Go through the material and return every line that contains the string "golden".
#### EXTRACTED DATA ####
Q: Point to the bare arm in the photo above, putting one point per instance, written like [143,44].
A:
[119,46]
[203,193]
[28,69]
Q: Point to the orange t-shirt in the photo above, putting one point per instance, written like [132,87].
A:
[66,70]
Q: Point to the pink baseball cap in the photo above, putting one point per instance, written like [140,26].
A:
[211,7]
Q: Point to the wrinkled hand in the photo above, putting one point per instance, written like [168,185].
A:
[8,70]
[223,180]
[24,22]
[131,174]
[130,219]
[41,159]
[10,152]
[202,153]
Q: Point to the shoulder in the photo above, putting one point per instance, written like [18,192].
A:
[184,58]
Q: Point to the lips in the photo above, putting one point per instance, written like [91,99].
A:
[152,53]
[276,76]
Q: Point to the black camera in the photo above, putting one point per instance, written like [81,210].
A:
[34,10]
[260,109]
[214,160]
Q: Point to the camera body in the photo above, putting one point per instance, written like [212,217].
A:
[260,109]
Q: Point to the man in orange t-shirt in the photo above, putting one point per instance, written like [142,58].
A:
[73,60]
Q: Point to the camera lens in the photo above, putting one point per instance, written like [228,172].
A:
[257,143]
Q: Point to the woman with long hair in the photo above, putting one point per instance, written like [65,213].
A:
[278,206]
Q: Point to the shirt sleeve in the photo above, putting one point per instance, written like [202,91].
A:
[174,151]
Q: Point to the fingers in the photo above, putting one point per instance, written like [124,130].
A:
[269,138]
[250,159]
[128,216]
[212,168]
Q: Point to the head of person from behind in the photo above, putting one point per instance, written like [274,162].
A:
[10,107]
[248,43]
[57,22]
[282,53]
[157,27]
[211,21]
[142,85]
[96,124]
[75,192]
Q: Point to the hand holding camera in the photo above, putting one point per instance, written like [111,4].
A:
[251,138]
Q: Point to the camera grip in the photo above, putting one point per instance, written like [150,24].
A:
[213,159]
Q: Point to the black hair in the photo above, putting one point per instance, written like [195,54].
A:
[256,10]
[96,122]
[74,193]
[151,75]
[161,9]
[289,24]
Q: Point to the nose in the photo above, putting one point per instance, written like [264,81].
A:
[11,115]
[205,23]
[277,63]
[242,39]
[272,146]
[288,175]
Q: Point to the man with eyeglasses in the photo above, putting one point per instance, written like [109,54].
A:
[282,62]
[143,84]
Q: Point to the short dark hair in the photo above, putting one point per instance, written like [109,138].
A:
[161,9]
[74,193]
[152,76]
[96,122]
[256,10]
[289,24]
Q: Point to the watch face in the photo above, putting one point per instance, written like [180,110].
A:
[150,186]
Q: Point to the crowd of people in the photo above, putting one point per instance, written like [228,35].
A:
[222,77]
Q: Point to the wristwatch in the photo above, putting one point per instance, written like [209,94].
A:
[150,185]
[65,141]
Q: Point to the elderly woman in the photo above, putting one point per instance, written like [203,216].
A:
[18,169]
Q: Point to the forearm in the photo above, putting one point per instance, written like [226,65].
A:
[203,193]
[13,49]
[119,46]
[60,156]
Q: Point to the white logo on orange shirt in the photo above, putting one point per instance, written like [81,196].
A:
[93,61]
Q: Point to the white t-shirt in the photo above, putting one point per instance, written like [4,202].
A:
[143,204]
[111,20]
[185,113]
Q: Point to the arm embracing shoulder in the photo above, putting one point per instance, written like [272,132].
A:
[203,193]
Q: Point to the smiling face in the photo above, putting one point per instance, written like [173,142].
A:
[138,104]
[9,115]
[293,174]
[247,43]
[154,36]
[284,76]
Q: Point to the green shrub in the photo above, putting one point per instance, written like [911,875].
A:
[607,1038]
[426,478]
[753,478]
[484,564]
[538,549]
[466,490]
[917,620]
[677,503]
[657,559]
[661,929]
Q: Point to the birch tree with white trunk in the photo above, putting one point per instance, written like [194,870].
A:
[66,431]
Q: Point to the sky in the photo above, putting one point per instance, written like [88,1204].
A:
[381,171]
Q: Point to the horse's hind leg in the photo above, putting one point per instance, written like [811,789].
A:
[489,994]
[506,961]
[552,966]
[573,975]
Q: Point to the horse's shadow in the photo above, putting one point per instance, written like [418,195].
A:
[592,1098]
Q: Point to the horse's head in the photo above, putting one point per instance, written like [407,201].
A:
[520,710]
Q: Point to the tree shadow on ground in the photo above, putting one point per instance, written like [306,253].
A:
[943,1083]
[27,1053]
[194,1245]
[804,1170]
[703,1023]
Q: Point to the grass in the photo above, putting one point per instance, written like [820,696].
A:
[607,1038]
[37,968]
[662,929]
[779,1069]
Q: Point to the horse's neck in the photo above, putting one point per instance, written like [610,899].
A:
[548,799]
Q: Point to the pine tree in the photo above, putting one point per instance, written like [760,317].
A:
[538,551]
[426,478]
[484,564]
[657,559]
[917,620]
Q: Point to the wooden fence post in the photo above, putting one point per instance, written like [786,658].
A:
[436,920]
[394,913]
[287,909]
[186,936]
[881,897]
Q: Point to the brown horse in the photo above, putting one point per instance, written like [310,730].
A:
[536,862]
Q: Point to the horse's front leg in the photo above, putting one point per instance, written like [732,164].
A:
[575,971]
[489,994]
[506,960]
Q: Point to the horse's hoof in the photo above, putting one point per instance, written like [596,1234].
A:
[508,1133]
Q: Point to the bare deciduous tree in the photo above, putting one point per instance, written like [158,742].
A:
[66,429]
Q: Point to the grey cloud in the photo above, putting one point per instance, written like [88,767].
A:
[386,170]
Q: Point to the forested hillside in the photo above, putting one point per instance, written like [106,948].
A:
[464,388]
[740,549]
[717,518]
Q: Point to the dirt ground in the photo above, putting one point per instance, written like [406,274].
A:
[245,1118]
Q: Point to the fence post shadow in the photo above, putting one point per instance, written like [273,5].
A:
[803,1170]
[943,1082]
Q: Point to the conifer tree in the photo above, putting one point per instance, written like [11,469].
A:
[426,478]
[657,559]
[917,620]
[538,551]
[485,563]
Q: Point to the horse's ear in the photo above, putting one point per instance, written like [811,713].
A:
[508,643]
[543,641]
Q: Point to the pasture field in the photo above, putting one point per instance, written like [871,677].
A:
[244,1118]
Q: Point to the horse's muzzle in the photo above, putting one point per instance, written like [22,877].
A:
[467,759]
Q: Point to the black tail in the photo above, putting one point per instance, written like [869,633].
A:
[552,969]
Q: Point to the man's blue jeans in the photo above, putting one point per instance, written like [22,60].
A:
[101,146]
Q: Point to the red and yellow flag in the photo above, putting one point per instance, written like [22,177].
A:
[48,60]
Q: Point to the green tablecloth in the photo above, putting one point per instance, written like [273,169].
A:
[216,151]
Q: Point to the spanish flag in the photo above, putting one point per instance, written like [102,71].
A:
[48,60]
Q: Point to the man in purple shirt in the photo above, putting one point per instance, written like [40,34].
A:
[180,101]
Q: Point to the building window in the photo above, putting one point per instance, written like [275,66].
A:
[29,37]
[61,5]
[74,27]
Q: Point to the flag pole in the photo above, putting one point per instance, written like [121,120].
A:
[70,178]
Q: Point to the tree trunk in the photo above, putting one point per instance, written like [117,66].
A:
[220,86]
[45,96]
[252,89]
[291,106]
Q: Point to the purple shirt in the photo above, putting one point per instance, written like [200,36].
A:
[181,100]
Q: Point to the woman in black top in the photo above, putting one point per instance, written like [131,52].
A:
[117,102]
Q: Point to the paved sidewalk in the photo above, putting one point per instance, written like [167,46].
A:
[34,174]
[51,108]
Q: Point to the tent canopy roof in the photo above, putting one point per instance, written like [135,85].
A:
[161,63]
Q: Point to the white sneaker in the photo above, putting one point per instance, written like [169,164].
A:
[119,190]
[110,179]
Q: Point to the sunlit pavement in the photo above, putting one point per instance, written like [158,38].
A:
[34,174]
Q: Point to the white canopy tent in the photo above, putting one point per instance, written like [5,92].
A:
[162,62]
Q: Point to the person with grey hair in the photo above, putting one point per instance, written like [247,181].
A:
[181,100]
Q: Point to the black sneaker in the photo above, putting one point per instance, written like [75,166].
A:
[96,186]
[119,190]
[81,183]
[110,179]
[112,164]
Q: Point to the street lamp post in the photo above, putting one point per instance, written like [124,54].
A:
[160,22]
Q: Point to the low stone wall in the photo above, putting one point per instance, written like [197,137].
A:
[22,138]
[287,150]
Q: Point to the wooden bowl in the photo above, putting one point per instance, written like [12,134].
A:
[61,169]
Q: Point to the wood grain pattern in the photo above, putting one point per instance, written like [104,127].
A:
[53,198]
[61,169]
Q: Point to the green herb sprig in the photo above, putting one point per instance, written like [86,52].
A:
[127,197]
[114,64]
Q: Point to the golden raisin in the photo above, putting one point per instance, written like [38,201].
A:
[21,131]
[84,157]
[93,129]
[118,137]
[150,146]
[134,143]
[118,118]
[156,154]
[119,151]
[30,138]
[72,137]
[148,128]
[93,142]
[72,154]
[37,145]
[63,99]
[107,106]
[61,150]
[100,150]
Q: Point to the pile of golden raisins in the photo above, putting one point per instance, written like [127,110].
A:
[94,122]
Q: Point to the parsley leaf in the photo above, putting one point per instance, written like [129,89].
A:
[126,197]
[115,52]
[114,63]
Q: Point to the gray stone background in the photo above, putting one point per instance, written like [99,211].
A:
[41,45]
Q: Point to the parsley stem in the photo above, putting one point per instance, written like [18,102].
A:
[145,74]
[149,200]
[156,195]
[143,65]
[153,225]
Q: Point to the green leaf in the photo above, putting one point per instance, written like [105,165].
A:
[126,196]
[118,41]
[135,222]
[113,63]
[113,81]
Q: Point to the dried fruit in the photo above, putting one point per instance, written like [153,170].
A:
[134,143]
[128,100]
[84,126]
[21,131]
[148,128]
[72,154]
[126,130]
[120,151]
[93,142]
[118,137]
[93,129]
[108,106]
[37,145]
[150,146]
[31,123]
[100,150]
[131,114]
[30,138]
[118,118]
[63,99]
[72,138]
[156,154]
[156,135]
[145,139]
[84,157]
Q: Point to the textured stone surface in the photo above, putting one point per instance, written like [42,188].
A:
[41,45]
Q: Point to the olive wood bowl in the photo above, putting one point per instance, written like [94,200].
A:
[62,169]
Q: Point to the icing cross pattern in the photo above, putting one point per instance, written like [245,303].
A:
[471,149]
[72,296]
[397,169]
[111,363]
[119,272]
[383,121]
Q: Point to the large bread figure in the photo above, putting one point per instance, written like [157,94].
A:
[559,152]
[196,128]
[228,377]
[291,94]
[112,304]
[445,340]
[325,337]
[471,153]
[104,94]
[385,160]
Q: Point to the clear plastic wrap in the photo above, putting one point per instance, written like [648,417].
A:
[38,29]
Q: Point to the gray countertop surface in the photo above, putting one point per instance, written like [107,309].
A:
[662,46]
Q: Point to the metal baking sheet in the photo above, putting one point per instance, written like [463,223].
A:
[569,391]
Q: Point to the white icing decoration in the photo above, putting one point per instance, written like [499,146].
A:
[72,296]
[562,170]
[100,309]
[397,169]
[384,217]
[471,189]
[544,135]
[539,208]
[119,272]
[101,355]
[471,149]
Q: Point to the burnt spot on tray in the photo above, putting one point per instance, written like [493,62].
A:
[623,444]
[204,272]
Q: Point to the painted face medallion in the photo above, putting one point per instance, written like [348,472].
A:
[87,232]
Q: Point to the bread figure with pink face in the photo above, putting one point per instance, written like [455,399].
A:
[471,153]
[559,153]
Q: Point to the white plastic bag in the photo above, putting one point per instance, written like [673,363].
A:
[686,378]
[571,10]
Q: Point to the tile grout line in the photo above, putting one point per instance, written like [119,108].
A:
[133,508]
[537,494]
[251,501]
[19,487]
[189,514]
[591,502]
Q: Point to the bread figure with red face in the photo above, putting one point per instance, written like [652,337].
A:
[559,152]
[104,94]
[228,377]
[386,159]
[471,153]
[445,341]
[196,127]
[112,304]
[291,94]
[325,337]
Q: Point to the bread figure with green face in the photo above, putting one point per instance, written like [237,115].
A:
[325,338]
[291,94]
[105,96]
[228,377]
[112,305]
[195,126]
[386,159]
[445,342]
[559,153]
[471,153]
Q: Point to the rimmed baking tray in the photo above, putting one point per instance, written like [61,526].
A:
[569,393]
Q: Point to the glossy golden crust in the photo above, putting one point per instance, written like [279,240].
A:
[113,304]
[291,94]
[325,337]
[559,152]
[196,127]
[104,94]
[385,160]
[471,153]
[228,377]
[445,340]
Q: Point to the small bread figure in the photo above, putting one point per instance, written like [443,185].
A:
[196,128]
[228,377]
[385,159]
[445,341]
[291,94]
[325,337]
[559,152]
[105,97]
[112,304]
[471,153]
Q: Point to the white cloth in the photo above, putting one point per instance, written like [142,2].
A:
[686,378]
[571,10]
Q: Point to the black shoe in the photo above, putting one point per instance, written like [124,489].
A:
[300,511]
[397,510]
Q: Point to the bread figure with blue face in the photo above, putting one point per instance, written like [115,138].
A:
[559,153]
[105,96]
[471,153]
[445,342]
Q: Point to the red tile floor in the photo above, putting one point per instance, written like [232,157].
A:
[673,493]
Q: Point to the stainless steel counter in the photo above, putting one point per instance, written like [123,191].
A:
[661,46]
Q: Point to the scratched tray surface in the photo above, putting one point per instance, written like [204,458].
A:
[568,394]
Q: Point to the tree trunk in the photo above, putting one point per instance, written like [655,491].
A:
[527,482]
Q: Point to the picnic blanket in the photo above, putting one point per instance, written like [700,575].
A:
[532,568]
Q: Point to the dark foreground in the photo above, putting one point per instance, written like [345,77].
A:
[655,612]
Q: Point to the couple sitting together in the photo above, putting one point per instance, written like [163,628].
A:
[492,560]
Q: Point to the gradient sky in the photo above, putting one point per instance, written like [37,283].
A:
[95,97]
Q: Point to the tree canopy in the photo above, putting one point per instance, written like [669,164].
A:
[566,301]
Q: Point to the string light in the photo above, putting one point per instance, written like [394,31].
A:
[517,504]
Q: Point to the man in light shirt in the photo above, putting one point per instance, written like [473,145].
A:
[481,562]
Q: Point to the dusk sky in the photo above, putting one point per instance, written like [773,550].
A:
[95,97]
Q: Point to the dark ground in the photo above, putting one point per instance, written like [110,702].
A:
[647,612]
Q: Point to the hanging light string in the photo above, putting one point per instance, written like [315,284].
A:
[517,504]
####
### ANSWER SECTION
Q: Point to the golden raisin in the photo above, putting one point per instance, written like [38,201].
Q: Point to the pile of golden raisins in the photo above, putting one point per instance, written like [127,110].
Q: Point to the glossy golden crust in the photo above, putting one point per instance, written like [279,240].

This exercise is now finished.